▶ _Written problem 1_: Scale the records from the line with "Find every occurrence of monkey's ear." through the end of the records, repeating those lines alone with their requests included, and multiply every bounding-box coordinate in the answers by 2.6, rounding to whole numbers with halves going up. Leave the coordinates in the requests and their format samples unchanged.

▶ _Text shown_:

════════

On Wed, Jan 28, 2009 at 1:04 AM, Neal Richter <nr...@gmail.com> wrote:
> leading wildcard search is called grep ;-)
>
> Ditto on the indexing reversed words suggestion.
>
> Can you create a second field in solr that contains /only/ the words
> from the fields you care to reverse?  Once you do that you could
> pre-process the query and look for leading wildcards and address those
> (after reversing the query) only against your special
> reverse-meta-data field.
>
> The *foo* case really is grep! You nearly by definition have to
> linearly scan the index unless some magic is added.
>
> Your options are to extend Otis' ngram suggestion and turn a word like
> "baffoonery"
> into:
>
> (stored in "meta field")
> baffoonery
> affoonery
> ffoonery
> foonery
> oonery
> onery
> nery
> ery
> ry
>
> Now you can take a query like "*foo*" and drop the leading wildcard
> and it will hit on 'foonery'.
>
> Make sense?  You are trading index size for not doing a linear scan
> like grep.  It's not advisable to do this for every word in your
> document set ;-)
>
> - Neal Richter
>
> On Wed, Jan 28, 2009 at 12:19 AM, Jana, Kumar Raja <kj...@ptc.com> wrote:
>> Hi,
>>
>> Thanks Otis, Newton and everyone else for the help on this issue.
>>
>> Most of the data I index are documents like pdfs, word Docs, open office
>> documents, etc. I store the content of the document in a field called
>> content and the remaining metadata of the document like name, id,
>> created by, modified by, created on, etc in a copy field called
>> metadata. I am not particularly interested in enabling leading wildcard
>> characters in the content (although such a possibility would be a
>> bonus). For this, I've tried implementing the suggestion to store
>> reverse strings as well as the correct strings for the metadata field.
>> All leading wildcard queries like "*abc" and searched as "cba*" against
>> the reversed metadata field. So far so good. Thank you :)
>>
>> But now, I ran into the scenario where the query string is *abc* :( and
>> the whole thing came down crashing again. I cannot ignore such queries.
>> I would rather take the risk of Solr OOMing by enabling the leading
>> wildcard query searches.
>>
>> Can someone please tell me the steps to turn on this feature in Lucene
>> QueryParser? I am sure it will be helpful to many to document such a
>> procedure on the Wiki or somewhere else. (I am definitely going to do
>> that once I fix this. Too much trouble this seems to be)
>> Also, which queryParser does Solr use by default?
>>
>> Thanks,
>> Kumar
>>
>>
>>
>>
>> -----Original Message-----
>> From: Otis Gospodnetic [mailto:otis_gospodnetic@yahoo.com]
>> Sent: Thursday, January 15, 2009 10:18 PM
>> To: solr-user@lucene.apache.org
>> Subject: Re: Customizing Solr to handle Leading Wildcard queries
>>
>> Hi ramuK,
>>
>> I believe you can turn that "on" via the Lucene QueryParser, but of
>> course such searches will be slo(oo)w.  You can also index reversed
>> tokens (e.g. *kumar --> rakum*) or you could index n-grams with
>> begin/end delim characters (e.g. kumar -> ^ k u m a r $, *kumar -> "k u
>> m a r $")

════════

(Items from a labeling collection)
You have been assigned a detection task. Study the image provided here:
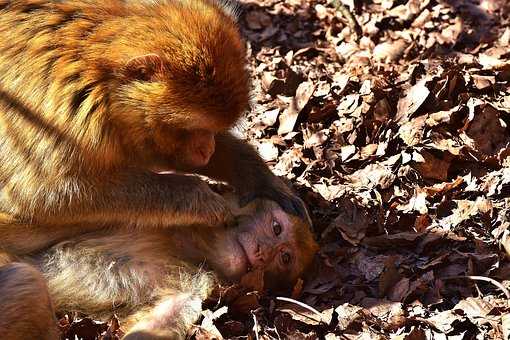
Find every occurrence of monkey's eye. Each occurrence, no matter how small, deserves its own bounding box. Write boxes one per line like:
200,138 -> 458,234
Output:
282,252 -> 291,265
273,220 -> 282,236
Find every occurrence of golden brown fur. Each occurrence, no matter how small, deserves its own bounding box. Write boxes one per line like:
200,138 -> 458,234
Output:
0,198 -> 317,339
0,0 -> 305,252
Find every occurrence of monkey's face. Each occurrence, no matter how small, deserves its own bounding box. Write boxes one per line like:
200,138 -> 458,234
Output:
209,201 -> 318,289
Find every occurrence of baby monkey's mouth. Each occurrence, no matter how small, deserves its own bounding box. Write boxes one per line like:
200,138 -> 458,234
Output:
237,238 -> 253,273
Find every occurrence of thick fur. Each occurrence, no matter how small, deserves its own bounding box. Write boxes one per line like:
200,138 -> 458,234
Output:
0,202 -> 317,339
0,0 -> 304,252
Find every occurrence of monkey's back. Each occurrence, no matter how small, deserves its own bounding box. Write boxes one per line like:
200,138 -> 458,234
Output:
0,0 -> 248,219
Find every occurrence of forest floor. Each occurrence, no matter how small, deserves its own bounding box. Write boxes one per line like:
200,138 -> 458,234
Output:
61,0 -> 510,340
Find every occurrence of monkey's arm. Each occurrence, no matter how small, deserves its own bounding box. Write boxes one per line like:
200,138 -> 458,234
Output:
0,172 -> 231,246
122,290 -> 207,340
197,133 -> 307,217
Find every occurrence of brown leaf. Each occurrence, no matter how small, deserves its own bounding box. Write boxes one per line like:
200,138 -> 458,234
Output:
278,81 -> 315,135
395,80 -> 430,121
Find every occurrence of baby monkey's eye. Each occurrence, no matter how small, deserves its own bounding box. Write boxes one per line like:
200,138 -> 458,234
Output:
282,252 -> 291,265
273,220 -> 282,236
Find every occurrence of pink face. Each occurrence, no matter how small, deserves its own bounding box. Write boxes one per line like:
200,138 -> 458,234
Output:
211,202 -> 309,290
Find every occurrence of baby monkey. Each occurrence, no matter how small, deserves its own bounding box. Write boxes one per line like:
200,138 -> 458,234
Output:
0,194 -> 318,340
0,0 -> 304,253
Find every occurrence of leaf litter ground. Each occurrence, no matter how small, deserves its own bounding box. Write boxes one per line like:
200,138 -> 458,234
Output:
61,0 -> 510,340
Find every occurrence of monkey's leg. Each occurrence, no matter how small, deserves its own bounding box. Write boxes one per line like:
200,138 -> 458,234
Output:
124,269 -> 215,340
124,293 -> 202,340
197,133 -> 307,217
0,172 -> 232,254
0,263 -> 58,340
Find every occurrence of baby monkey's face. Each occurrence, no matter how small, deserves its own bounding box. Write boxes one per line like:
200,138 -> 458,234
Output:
209,201 -> 318,288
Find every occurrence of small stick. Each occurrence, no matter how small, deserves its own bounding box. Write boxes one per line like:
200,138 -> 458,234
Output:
442,275 -> 510,300
276,296 -> 323,322
333,0 -> 363,42
251,313 -> 259,340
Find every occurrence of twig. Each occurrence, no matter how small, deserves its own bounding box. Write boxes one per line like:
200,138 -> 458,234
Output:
276,296 -> 323,322
442,275 -> 510,300
332,0 -> 363,42
251,312 -> 259,340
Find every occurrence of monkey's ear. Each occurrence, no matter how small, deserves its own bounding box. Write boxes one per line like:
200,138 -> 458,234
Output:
124,53 -> 163,81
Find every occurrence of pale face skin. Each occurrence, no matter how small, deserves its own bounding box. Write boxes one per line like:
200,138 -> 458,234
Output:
207,202 -> 300,281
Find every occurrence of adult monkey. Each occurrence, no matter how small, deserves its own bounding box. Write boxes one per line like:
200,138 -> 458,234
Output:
0,197 -> 317,340
0,0 -> 305,252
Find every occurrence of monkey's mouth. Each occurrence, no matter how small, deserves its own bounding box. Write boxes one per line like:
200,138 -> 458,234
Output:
237,239 -> 253,273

════════

▶ _Written problem 2_: Give back, word for word, the part of the mailing-list thread on leading wildcard searches that runs from "On Wed, Jan 28, 2009 at 1:04" to "magic is added.".

▶ _Written answer 1_:
Find every occurrence of monkey's ear. Each occurrence, no matter how small, deserves its own bounding box. Write boxes one per line like:
200,138 -> 458,234
Output:
322,138 -> 424,211
Find every occurrence of pale face skin. Each occurrence, no matter how small, deserves its own bounding box. Write boxes one per line like:
200,138 -> 458,234
Output:
538,525 -> 780,731
Find every occurrence of adult monkey. Each occurrence, no matter how small, deserves its own bounding box. Write boxes one per line like:
200,138 -> 458,234
Output:
0,512 -> 824,884
0,0 -> 793,655
Find every occurrence of monkey's mouth. Each occurrence, no matter how small, deserves its own bounding box. Write boxes one per line like:
200,138 -> 458,234
Output:
616,621 -> 658,710

▶ _Written answer 2_:
On Wed, Jan 28, 2009 at 1:04 AM, Neal Richter <nr...@gmail.com> wrote:
> leading wildcard search is called grep ;-)
>
> Ditto on the indexing reversed words suggestion.
>
> Can you create a second field in solr that contains /only/ the words
> from the fields you care to reverse?  Once you do that you could
> pre-process the query and look for leading wildcards and address those
> (after reversing the query) only against your special
> reverse-meta-data field.
>
> The *foo* case really is grep! You nearly by definition have to
> linearly scan the index unless some magic is added.